- Problem description
Which lines in the records below contain the word "target"? Report each of them.

Saved data entries
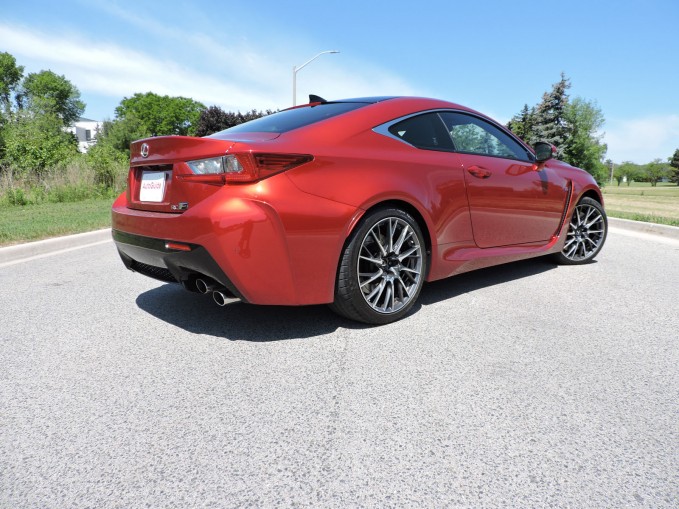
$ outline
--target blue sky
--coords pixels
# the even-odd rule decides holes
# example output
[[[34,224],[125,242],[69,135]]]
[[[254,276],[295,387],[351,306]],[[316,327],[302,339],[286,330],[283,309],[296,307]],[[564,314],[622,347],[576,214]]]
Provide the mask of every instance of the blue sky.
[[[224,109],[363,95],[437,97],[506,122],[563,71],[596,101],[607,157],[679,148],[679,1],[6,2],[0,51],[65,75],[85,116],[114,117],[135,92]]]

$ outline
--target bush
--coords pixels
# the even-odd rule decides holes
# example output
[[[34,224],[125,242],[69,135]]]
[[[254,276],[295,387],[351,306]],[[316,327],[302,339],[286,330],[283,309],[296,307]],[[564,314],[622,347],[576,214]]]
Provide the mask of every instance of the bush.
[[[90,198],[113,200],[127,183],[127,164],[120,160],[107,162],[104,156],[97,160],[99,167],[95,168],[89,156],[80,154],[43,170],[40,175],[5,168],[0,173],[0,205],[77,202]]]
[[[24,115],[2,130],[3,164],[19,176],[40,177],[48,168],[78,156],[73,134],[50,115]]]
[[[124,186],[128,171],[127,158],[112,146],[95,145],[87,153],[87,162],[94,171],[95,184],[106,188]]]

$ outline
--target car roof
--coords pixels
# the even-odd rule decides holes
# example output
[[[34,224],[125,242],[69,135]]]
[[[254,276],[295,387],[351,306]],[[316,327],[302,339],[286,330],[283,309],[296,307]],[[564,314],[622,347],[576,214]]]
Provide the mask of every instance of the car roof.
[[[475,111],[471,108],[463,106],[461,104],[452,103],[449,101],[444,101],[442,99],[432,99],[429,97],[415,97],[415,96],[397,96],[397,95],[385,95],[385,96],[371,96],[371,97],[354,97],[349,99],[334,99],[323,101],[324,104],[337,104],[337,103],[365,103],[365,104],[377,104],[384,103],[385,106],[394,106],[396,109],[401,108],[415,108],[416,110],[428,110],[428,109],[458,109],[463,111],[469,111],[472,113],[477,113],[482,116],[482,113]],[[313,104],[313,103],[310,103]],[[398,105],[398,106],[397,106]],[[301,105],[306,106],[306,105]],[[299,106],[298,106],[299,107]],[[391,108],[390,108],[391,109]]]

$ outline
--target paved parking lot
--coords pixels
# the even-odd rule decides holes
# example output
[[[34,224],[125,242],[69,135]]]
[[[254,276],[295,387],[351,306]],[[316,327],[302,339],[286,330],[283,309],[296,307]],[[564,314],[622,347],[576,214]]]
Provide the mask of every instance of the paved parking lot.
[[[0,507],[679,506],[679,242],[425,286],[401,322],[0,268]]]

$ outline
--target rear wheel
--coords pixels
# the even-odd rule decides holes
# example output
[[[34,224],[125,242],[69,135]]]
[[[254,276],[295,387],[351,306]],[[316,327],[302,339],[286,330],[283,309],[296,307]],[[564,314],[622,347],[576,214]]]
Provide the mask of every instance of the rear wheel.
[[[583,198],[575,206],[568,225],[566,242],[555,255],[558,263],[579,265],[599,254],[606,241],[608,220],[601,204],[592,198]]]
[[[371,212],[342,253],[331,308],[370,324],[399,320],[420,295],[426,268],[424,238],[415,219],[396,208]]]

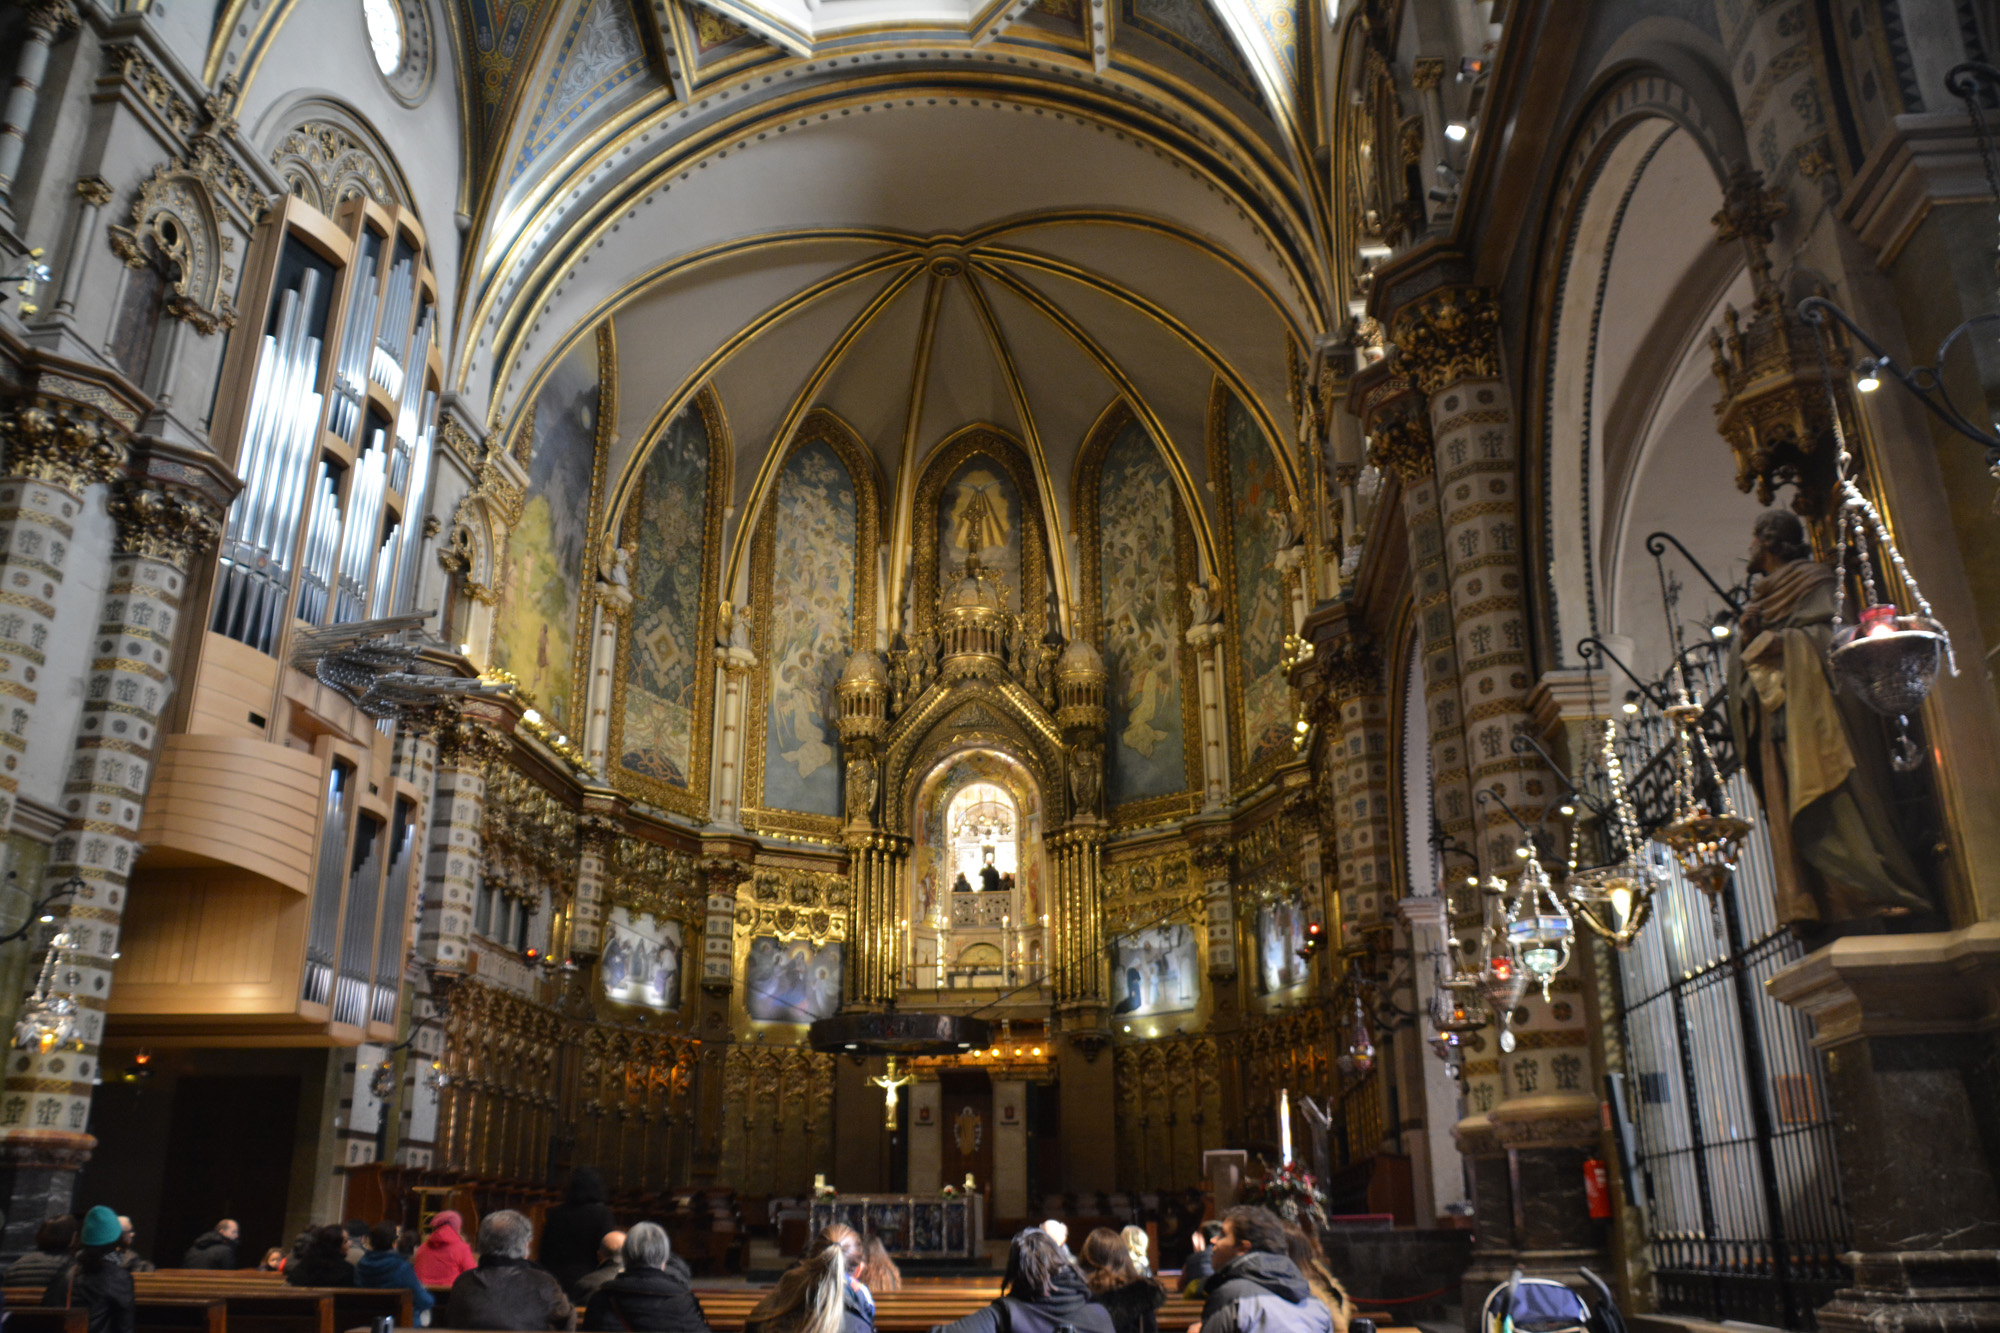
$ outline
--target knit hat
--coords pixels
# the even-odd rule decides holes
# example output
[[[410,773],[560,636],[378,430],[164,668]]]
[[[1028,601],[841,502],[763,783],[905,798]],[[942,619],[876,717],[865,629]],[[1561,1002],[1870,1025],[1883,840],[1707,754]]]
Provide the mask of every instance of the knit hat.
[[[124,1234],[118,1214],[100,1203],[83,1215],[83,1234],[78,1239],[85,1245],[116,1245]]]

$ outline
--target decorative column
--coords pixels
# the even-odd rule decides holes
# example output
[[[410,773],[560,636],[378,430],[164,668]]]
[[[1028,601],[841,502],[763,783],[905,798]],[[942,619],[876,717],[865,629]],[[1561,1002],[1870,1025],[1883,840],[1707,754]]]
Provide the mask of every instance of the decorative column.
[[[741,828],[743,807],[744,710],[749,706],[750,674],[757,669],[757,654],[750,651],[750,618],[747,608],[738,608],[729,642],[715,650],[718,721],[715,727],[715,822],[726,829]]]
[[[125,464],[122,436],[68,404],[37,399],[0,417],[0,834],[13,827],[28,723],[41,692],[41,672],[56,596],[92,485],[109,482]]]
[[[415,715],[406,715],[396,733],[391,772],[415,786],[422,814],[428,825],[437,793],[437,731],[456,717],[449,705],[434,705]],[[419,836],[429,837],[428,827]],[[421,912],[419,900],[413,912]],[[384,923],[386,926],[386,922]],[[405,1035],[414,1038],[403,1056],[400,1092],[397,1099],[396,1154],[398,1166],[427,1167],[431,1164],[438,1125],[438,1089],[432,1086],[431,1064],[444,1058],[444,1033],[434,1022],[441,997],[431,993],[430,979],[416,965],[414,952],[403,968],[403,1023]]]
[[[619,827],[614,802],[584,797],[583,814],[576,821],[576,896],[563,950],[568,957],[594,958],[604,949],[604,894],[611,886]]]
[[[1196,844],[1195,868],[1201,873],[1203,904],[1208,909],[1208,976],[1211,981],[1236,979],[1236,899],[1229,886],[1229,843],[1221,838]],[[1217,995],[1221,994],[1217,988]]]
[[[840,748],[847,760],[847,879],[852,904],[843,986],[845,1007],[878,1010],[895,1003],[902,932],[901,838],[876,831],[881,777],[877,751],[889,725],[889,664],[873,648],[847,659],[835,687]]]
[[[701,988],[727,995],[735,984],[736,890],[750,873],[733,857],[711,856],[701,863],[708,916],[701,940]]]
[[[1104,726],[1109,675],[1104,659],[1083,639],[1071,640],[1056,662],[1056,725],[1068,747],[1069,824],[1049,840],[1055,875],[1055,998],[1059,1012],[1073,1011],[1084,1029],[1105,1025],[1104,920],[1098,887],[1098,849],[1104,819]]]
[[[1187,630],[1201,700],[1201,803],[1205,810],[1218,810],[1229,799],[1229,723],[1222,707],[1224,637],[1222,622],[1217,619],[1189,625]]]
[[[1505,799],[1535,827],[1552,803],[1539,762],[1524,761],[1514,738],[1533,732],[1528,632],[1519,540],[1518,441],[1501,374],[1499,312],[1476,287],[1444,287],[1392,323],[1401,368],[1428,400],[1435,440],[1438,515],[1449,572],[1460,715],[1470,785]],[[1473,850],[1488,876],[1512,879],[1522,834],[1498,801],[1474,812]],[[1598,1241],[1584,1199],[1583,1163],[1598,1142],[1598,1101],[1587,1074],[1582,982],[1557,979],[1514,1010],[1514,1049],[1500,1056],[1500,1101],[1460,1123],[1460,1146],[1475,1158],[1480,1254],[1469,1282],[1505,1263],[1542,1271],[1574,1268]],[[1475,1110],[1484,1110],[1477,1101]],[[1504,1157],[1499,1156],[1504,1154]],[[1504,1163],[1504,1179],[1494,1168]],[[1511,1215],[1494,1218],[1496,1199]],[[1509,1225],[1511,1224],[1511,1225]],[[1482,1264],[1480,1260],[1486,1260]],[[1497,1280],[1497,1279],[1496,1279]]]
[[[486,766],[509,747],[508,737],[493,729],[497,721],[466,706],[438,733],[436,795],[417,933],[417,957],[431,966],[433,975],[460,975],[471,956],[472,907],[486,824]]]
[[[1389,906],[1389,701],[1373,640],[1350,633],[1320,657],[1336,728],[1328,766],[1339,848],[1340,947],[1352,949],[1381,929]]]
[[[174,631],[188,565],[222,530],[216,495],[150,478],[125,483],[108,507],[118,524],[111,578],[63,787],[63,831],[42,879],[44,892],[80,881],[53,908],[55,932],[70,941],[54,990],[75,1003],[78,1033],[73,1045],[8,1056],[0,1088],[0,1177],[7,1178],[0,1248],[10,1253],[28,1247],[42,1219],[68,1210],[75,1170],[96,1143],[84,1131],[156,733],[173,693]]]
[[[75,0],[28,0],[21,41],[21,54],[14,61],[14,81],[8,86],[7,105],[0,109],[0,211],[13,215],[14,177],[21,171],[21,155],[28,149],[28,131],[35,123],[35,101],[41,96],[42,76],[49,69],[49,48],[56,38],[80,21]]]
[[[85,176],[76,183],[76,197],[76,226],[70,230],[69,249],[62,261],[62,286],[56,292],[55,316],[62,320],[76,313],[76,294],[83,290],[84,270],[90,267],[97,213],[111,202],[111,182],[102,176]]]
[[[620,552],[622,555],[623,552]],[[621,576],[628,561],[612,566]],[[597,605],[591,612],[590,686],[585,694],[583,757],[601,779],[611,773],[612,675],[618,669],[618,630],[632,614],[632,589],[627,583],[599,579],[592,585]]]

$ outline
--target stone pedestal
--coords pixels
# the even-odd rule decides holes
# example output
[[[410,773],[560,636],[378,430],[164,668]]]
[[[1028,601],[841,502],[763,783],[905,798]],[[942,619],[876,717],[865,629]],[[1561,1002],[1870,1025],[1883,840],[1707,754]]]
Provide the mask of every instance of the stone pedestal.
[[[59,1131],[24,1131],[0,1140],[0,1199],[7,1203],[0,1261],[11,1263],[34,1249],[42,1223],[70,1211],[77,1170],[96,1146],[88,1134]]]
[[[2000,922],[1836,940],[1767,984],[1825,1053],[1854,1222],[1820,1328],[2000,1329]]]

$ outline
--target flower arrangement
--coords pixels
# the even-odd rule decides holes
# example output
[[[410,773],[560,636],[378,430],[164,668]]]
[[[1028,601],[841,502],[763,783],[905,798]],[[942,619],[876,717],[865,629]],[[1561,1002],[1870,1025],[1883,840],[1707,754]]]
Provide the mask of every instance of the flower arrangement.
[[[947,1199],[956,1199],[958,1197],[958,1186],[946,1185],[943,1189],[939,1190],[938,1193],[942,1194]]]
[[[838,1193],[840,1193],[839,1190],[827,1184],[824,1180],[816,1180],[813,1182],[813,1197],[815,1199],[831,1199],[834,1195]]]
[[[1315,1226],[1326,1225],[1326,1195],[1312,1172],[1296,1162],[1265,1162],[1263,1180],[1244,1182],[1243,1202],[1262,1204],[1287,1222],[1311,1218]]]

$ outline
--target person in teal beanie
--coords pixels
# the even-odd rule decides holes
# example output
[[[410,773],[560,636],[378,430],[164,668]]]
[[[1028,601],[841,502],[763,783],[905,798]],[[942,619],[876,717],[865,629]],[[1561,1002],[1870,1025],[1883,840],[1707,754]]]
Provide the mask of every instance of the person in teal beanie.
[[[419,1324],[428,1324],[426,1317],[430,1308],[437,1304],[437,1297],[431,1295],[430,1288],[417,1281],[417,1270],[410,1267],[410,1261],[403,1257],[396,1242],[402,1237],[402,1228],[394,1222],[377,1222],[368,1233],[368,1253],[361,1256],[361,1262],[354,1265],[354,1285],[357,1287],[408,1287],[410,1289],[410,1309],[415,1312]]]
[[[49,1279],[42,1304],[83,1309],[90,1333],[132,1333],[132,1275],[118,1262],[124,1236],[118,1214],[103,1204],[85,1213],[76,1253]]]

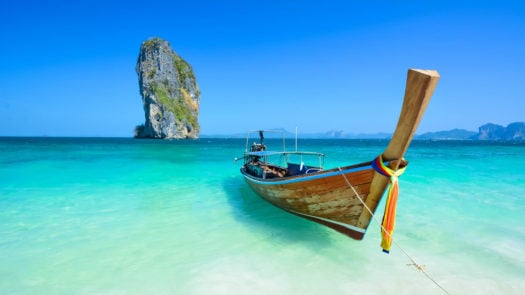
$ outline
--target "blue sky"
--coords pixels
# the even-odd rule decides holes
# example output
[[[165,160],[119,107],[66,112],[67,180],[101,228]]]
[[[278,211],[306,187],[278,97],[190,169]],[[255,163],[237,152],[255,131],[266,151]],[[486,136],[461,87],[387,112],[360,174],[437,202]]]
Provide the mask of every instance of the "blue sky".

- Answer section
--target blue sky
--target bush
--target car roof
--target paved parking lot
--target rear wheel
--target knit hat
--target decorative column
--target stone pedestal
--target flower arrangement
--target person in teal beanie
--target "blue sky"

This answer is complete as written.